### Records provided
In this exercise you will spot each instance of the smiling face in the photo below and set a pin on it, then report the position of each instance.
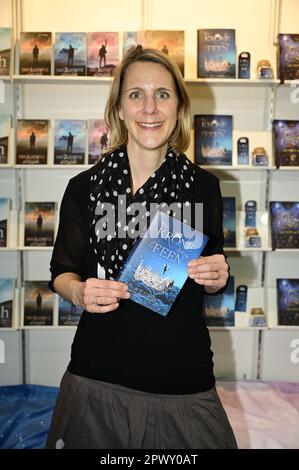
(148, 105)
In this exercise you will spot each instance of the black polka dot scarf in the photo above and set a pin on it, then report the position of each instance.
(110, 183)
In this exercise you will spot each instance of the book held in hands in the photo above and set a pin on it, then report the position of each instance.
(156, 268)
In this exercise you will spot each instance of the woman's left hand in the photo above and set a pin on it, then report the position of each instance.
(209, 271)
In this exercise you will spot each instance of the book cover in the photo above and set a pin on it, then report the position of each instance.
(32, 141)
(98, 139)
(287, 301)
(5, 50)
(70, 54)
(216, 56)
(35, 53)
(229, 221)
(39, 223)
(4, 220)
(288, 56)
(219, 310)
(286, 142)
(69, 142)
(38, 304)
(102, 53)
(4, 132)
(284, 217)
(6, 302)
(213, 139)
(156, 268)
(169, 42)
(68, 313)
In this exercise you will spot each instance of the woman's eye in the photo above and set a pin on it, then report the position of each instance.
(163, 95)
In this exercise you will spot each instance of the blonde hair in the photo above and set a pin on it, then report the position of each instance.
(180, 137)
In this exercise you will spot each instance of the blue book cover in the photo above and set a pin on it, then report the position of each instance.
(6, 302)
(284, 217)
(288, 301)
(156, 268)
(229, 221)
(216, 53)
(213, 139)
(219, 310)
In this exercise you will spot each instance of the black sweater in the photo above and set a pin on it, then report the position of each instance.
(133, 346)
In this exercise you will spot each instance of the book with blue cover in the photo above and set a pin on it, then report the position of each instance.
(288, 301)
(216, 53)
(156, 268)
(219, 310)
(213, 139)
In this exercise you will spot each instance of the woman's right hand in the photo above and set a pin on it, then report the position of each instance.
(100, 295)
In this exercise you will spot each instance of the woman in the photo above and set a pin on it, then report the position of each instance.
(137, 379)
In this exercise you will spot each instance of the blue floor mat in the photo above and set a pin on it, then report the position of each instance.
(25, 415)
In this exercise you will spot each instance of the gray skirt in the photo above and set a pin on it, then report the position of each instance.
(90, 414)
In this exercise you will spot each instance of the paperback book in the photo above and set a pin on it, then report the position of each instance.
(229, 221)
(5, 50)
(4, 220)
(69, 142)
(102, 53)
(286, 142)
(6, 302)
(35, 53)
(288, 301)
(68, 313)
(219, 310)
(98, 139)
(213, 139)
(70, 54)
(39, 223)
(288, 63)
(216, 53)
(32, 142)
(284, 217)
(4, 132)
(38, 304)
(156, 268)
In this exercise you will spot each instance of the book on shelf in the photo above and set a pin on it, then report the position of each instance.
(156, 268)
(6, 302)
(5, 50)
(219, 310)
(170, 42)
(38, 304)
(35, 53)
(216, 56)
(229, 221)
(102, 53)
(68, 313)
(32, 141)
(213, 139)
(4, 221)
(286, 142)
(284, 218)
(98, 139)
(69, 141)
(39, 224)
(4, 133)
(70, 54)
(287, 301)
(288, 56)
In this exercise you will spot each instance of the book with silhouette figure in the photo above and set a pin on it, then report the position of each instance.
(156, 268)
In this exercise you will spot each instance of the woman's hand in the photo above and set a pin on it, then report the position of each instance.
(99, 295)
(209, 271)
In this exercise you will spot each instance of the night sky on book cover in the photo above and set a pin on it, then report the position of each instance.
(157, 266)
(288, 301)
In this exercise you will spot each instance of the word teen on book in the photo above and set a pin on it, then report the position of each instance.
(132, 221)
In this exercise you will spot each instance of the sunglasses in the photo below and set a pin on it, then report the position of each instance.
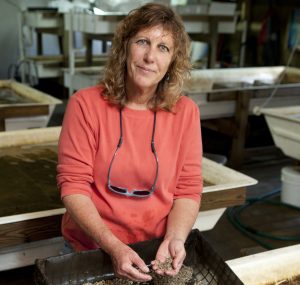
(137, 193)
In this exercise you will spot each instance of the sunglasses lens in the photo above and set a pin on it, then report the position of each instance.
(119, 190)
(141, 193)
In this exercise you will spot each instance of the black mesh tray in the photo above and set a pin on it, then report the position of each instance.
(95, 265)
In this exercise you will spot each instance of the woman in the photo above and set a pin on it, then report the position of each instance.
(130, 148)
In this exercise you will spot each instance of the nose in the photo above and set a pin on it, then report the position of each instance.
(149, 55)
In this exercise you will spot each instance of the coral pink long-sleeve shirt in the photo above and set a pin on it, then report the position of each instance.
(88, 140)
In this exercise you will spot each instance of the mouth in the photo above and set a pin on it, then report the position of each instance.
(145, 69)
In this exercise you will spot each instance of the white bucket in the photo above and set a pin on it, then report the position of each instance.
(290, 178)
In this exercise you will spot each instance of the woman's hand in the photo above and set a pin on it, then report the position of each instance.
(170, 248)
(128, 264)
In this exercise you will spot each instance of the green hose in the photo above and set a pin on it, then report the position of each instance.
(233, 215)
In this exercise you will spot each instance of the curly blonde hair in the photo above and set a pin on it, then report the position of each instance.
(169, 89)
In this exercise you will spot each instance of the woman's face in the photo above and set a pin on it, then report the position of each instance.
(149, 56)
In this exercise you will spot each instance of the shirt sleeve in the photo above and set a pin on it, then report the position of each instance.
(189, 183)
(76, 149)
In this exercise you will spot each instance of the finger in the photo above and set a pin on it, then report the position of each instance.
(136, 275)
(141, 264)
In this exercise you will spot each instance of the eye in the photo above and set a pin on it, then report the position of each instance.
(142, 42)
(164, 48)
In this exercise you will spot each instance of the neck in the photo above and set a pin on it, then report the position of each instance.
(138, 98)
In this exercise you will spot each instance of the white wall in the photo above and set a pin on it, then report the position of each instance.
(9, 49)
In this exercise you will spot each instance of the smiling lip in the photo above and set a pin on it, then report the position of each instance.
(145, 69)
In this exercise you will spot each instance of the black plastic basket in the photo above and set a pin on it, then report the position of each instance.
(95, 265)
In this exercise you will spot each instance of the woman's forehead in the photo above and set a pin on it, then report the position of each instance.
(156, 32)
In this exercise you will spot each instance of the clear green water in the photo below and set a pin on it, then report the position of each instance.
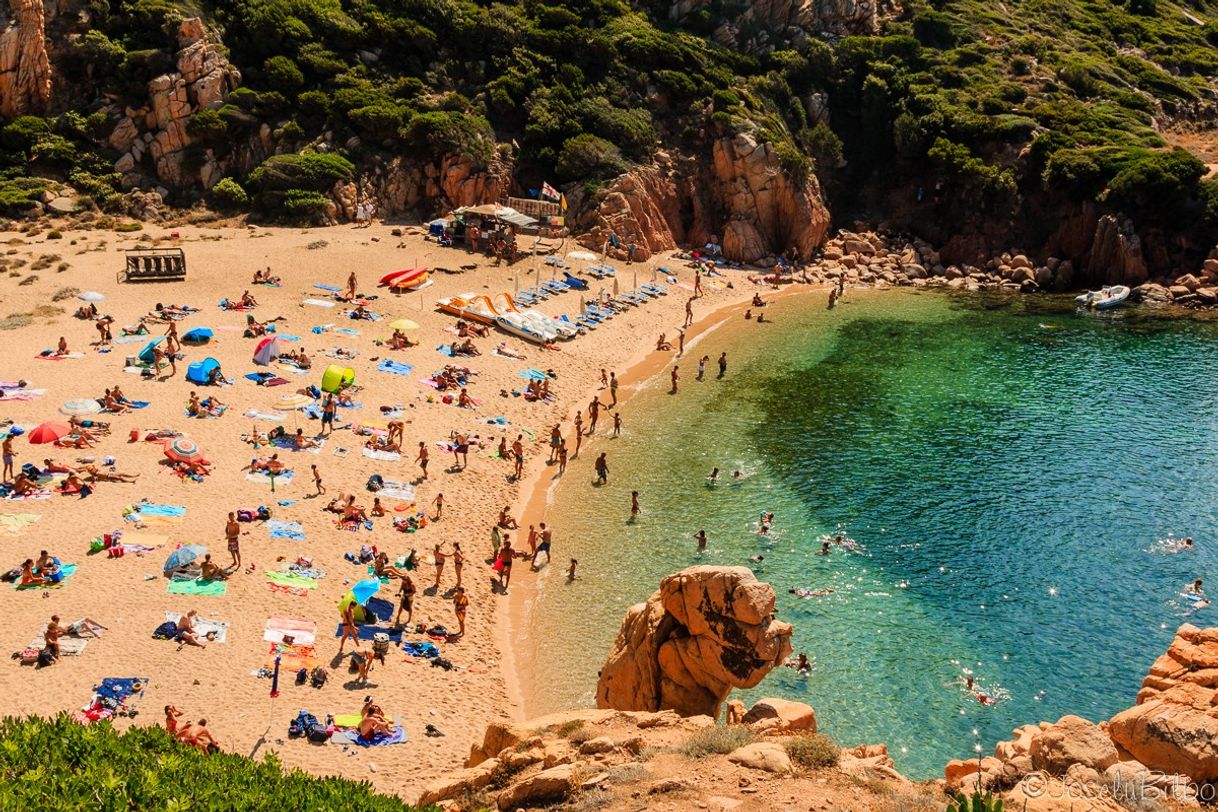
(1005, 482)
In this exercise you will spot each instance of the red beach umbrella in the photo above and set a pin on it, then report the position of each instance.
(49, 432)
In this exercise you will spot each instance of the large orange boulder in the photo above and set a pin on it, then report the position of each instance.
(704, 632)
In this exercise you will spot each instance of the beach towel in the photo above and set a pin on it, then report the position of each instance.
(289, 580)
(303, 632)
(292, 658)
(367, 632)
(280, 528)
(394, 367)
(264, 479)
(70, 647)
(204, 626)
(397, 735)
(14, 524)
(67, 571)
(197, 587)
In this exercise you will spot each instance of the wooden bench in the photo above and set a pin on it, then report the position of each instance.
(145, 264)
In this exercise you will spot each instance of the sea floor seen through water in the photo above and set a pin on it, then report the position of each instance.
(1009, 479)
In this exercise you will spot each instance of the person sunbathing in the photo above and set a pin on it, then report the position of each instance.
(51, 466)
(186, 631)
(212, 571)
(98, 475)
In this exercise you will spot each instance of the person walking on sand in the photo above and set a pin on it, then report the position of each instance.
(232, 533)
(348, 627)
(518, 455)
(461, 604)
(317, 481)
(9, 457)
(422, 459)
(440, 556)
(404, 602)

### Aim of the exercise
All lines from the one containing "In this exercise you will spot each instance of the clear" through the end of the data are to be written out exactly, with nothing added; skip the pictures.

### Solution to the exercise
In this exercise you will spot each instance of the clear green water in the photo below and set a pin on it, then report the position of each instance.
(1005, 482)
In this exercise you will spot each instance of the red beach umbrella in the photo above and set a pin on it, then report the position of each instance.
(49, 432)
In this exercise you will spot each instance of the large orange boulder in the photo above and set a pin on it, then report the position of each instance.
(704, 632)
In this exercise you will spot each instance of the beach towel in the photo above and set a pin on it, then report the position of each instance.
(289, 580)
(303, 632)
(292, 658)
(367, 632)
(280, 528)
(394, 367)
(264, 479)
(70, 647)
(204, 626)
(397, 735)
(14, 524)
(67, 571)
(197, 587)
In this exercise you will spot each instance of the wooden bench in the photo above and set a pin on it, then report the position of each instance.
(145, 264)
In this exercise you will spot each instance of the sea floor seen through water in the photo above and set a pin on it, then report the position of each instance.
(1009, 479)
In this exercise you will spot each instance of the person sunbathing in the photo above and set a pin on it, then report the position of each instance.
(51, 466)
(186, 631)
(212, 571)
(98, 475)
In this exercise you will spot each instance of the person walking on sand in the photo above and set a pin on it, then report the position of each instance.
(232, 533)
(348, 627)
(518, 455)
(461, 604)
(317, 481)
(9, 457)
(422, 459)
(440, 556)
(404, 602)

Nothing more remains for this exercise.